## start DATASET CONTENT

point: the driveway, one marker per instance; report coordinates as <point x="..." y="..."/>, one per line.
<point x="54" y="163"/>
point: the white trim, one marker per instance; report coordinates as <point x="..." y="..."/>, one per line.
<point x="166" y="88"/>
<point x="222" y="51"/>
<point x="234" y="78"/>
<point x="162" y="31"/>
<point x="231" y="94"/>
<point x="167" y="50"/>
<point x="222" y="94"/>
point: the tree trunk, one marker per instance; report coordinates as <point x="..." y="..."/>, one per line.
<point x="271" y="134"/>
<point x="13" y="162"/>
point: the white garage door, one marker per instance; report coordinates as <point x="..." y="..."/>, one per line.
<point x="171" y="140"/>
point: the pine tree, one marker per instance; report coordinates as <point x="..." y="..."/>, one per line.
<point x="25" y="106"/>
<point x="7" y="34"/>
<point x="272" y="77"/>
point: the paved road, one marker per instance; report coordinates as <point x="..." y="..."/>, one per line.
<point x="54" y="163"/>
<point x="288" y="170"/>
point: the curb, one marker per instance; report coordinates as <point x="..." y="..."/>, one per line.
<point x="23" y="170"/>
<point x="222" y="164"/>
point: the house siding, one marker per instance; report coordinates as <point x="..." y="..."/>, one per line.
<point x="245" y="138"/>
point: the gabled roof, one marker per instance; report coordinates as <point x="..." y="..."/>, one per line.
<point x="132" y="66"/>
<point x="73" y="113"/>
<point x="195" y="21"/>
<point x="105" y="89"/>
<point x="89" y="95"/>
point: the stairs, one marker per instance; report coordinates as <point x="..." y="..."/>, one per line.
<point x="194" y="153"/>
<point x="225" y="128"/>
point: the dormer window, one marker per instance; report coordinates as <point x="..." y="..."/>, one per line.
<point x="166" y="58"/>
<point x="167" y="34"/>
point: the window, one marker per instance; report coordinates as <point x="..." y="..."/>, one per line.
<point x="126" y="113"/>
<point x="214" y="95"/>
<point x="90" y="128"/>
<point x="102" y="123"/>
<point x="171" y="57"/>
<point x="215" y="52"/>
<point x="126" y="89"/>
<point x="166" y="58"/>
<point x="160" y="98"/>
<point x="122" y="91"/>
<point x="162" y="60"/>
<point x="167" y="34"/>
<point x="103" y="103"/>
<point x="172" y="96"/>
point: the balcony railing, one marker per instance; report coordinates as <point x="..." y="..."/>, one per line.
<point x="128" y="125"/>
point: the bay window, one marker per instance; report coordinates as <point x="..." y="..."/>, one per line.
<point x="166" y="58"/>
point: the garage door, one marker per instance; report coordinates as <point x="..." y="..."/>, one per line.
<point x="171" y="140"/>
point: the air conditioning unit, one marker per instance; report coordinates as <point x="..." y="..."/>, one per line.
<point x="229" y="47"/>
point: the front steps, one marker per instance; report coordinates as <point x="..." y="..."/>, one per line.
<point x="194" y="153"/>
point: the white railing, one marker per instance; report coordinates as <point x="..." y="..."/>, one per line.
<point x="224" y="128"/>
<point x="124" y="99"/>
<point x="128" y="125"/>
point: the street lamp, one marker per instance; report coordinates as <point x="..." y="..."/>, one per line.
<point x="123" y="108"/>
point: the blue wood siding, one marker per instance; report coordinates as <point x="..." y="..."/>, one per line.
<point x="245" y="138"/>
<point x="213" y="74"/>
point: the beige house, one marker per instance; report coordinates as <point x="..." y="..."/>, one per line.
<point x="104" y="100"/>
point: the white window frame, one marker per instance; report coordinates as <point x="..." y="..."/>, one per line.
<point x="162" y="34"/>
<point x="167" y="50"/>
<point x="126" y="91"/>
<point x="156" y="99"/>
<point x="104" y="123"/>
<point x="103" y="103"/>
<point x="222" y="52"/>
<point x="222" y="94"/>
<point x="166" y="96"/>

## end DATASET CONTENT

- [THE EXERCISE]: Reproduce the data shown above exactly.

- [OUTPUT OF THE TASK]:
point: the driveway, one marker per instance; report coordinates as <point x="..." y="..."/>, one per line.
<point x="54" y="163"/>
point: the white trim, one marker per instance; report coordinates as <point x="..." y="..."/>, one per line.
<point x="166" y="88"/>
<point x="222" y="51"/>
<point x="234" y="78"/>
<point x="162" y="31"/>
<point x="231" y="94"/>
<point x="167" y="50"/>
<point x="222" y="94"/>
point: the tree trunk, one marker per instance; report coordinates as <point x="..." y="..."/>, one per line.
<point x="271" y="134"/>
<point x="13" y="162"/>
point: the white garage door, one marker per instance; report coordinates as <point x="..." y="..."/>, one per line.
<point x="171" y="140"/>
point: the pine tree, one marker per instance; report coordinates as <point x="..." y="..."/>, one per line.
<point x="25" y="106"/>
<point x="7" y="34"/>
<point x="272" y="77"/>
point: the paved road, one marker per instance; report coordinates as <point x="..." y="..."/>, one per line.
<point x="54" y="163"/>
<point x="288" y="170"/>
point: the curb, one marker per instance; report coordinates as <point x="..." y="..."/>, one per line.
<point x="23" y="170"/>
<point x="222" y="164"/>
point: the house siding, one marker per instance; report coordinates as <point x="..." y="..."/>, one per line.
<point x="245" y="138"/>
point: the gabled roof, one marker per instance; report coordinates as <point x="..." y="..."/>, one per line.
<point x="132" y="66"/>
<point x="73" y="113"/>
<point x="195" y="21"/>
<point x="105" y="89"/>
<point x="89" y="95"/>
point: the stairs, one marker per instance; report coordinates as <point x="..." y="..."/>, one per line.
<point x="194" y="153"/>
<point x="225" y="128"/>
point: the dormer window, one marker per instance; report coordinates as <point x="..." y="..."/>, one per line.
<point x="166" y="58"/>
<point x="167" y="34"/>
point: the window, one marker per instance; report coordinates as <point x="..." y="..."/>, one per line.
<point x="126" y="113"/>
<point x="214" y="95"/>
<point x="90" y="128"/>
<point x="102" y="123"/>
<point x="171" y="57"/>
<point x="215" y="52"/>
<point x="126" y="89"/>
<point x="166" y="58"/>
<point x="160" y="98"/>
<point x="122" y="91"/>
<point x="162" y="60"/>
<point x="167" y="34"/>
<point x="103" y="103"/>
<point x="172" y="96"/>
point: the balcony railing, one marker per instance; report coordinates as <point x="..." y="..."/>, one per line.
<point x="128" y="125"/>
point: the bay window, one marker per instance; report coordinates as <point x="..." y="..."/>, one per line.
<point x="166" y="58"/>
point: the garage door, one marker per instance; report coordinates as <point x="..." y="..."/>, one per line.
<point x="171" y="140"/>
point: the air conditioning unit, one marker per instance; report coordinates as <point x="..." y="..."/>, one per line.
<point x="229" y="47"/>
point: the front steps, one marker per instance; report coordinates as <point x="..." y="..."/>, one per line.
<point x="194" y="153"/>
point: the white railing, one marker per instance; report coordinates as <point x="..." y="..."/>, one per line.
<point x="224" y="128"/>
<point x="124" y="99"/>
<point x="128" y="125"/>
point: the street lamp, one marker per instance; report coordinates as <point x="..." y="..."/>, one per line.
<point x="123" y="108"/>
point: the blue wood siding, one marker per instance; report coordinates as <point x="..." y="..."/>, one per line.
<point x="245" y="138"/>
<point x="213" y="74"/>
point: the beige house, one marker per instance; report coordinates as <point x="..." y="..."/>, one per line.
<point x="104" y="100"/>
point: the white window frame, one marker per instance; report coordinates as <point x="..." y="..."/>, one per line.
<point x="162" y="34"/>
<point x="167" y="50"/>
<point x="126" y="91"/>
<point x="156" y="99"/>
<point x="104" y="123"/>
<point x="103" y="103"/>
<point x="222" y="52"/>
<point x="222" y="94"/>
<point x="166" y="96"/>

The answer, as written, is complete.